▶ **Consegna 1**
Stabilisci se ciascuna delle affermazioni seguenti concorda con il brano citato: (a) il memorandum presentato a Bruxelles è composto da otto punti; (b) tutti i punti del memorandum sono stati resi pubblici; (c) nel brano si ammette l'autorizzazione a colpire Mosca. Per ogni affermazione rispondi sì o no e cita fedelmente le parole del brano che lo stabiliscono.
▶ **Consegna 2**
Riporta tutti i nomi di città e di Paesi presenti nel brano citato, indicandoli una sola volta ciascuno.

Zelensky a Bruxelles ha presentato un memorandum in otto punti, di cui tre riservati. Il primo dei cinque resi noti era: “Formalizzare l’invito nella Nato”.
«Iniziativa di far entrare subito l’ucraina nella NATO va considerata nel contesto di un accordo di carattere generale. Abbiamo letto nei giorni scorsi che se si arrivasse a una mediazione, garantire la sicurezza all’Ucraina – con la Russia ai confini dopo tutto quello che è accaduto – diventa una questione fondamentale. Il punto di caduta è che va garantita non solo la pace ma anche la sicurezza permanente in quel Paese».
Lei si è detto da subito favorevole all’uso delle armi anche sul territorio russo.
«Sarebbe stato importante poter colpire prima quelle piattaforme di lancio missilistico, neutralizzarle prima che colpissero i tanti civili ucraini. avremmo risparmiato molte vite umane da entrambe le parti. Bisogna fermare i missili quando sono in rampa di lancio. Se partono dal territorio russo, bisogna neutralizzarli dove partono. Nessuna autorizzazione a colpire Mosca, sia chiaro. E massima precisione sugli obiettivi militari. Ma in chiave difensiva è assolutamente indispensabile poter mettere fuori combattimento le postazioni missilistiche».

Record di contorno:
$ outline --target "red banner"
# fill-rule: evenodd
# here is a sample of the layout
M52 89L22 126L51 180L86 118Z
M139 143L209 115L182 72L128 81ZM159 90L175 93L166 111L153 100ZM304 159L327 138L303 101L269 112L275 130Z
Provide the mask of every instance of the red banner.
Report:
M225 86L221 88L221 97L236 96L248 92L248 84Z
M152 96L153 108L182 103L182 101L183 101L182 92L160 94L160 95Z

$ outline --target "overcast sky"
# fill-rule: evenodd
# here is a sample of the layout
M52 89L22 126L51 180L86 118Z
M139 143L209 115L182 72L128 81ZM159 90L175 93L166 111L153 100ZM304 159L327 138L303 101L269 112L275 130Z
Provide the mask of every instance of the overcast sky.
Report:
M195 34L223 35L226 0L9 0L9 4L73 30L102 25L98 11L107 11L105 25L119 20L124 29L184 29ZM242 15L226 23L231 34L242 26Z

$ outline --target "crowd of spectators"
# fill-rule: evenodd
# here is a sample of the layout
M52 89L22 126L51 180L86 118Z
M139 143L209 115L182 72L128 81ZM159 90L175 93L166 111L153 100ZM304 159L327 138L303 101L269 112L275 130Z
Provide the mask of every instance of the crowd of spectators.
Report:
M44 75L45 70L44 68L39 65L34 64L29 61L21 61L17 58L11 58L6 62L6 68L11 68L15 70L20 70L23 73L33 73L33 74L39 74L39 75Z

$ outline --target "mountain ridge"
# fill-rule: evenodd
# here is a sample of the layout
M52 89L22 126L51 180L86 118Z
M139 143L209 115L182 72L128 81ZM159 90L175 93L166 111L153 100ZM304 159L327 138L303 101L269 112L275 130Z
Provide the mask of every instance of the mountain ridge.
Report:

▶ **Risposta corretta 1**
(a) Sì: "un memorandum in otto punti".
(b) No: "di cui tre riservati".
(c) No: "Nessuna autorizzazione a colpire Mosca, sia chiaro."

▶ **Risposta corretta 2**
Bruxelles, Ucraina, Russia, Mosca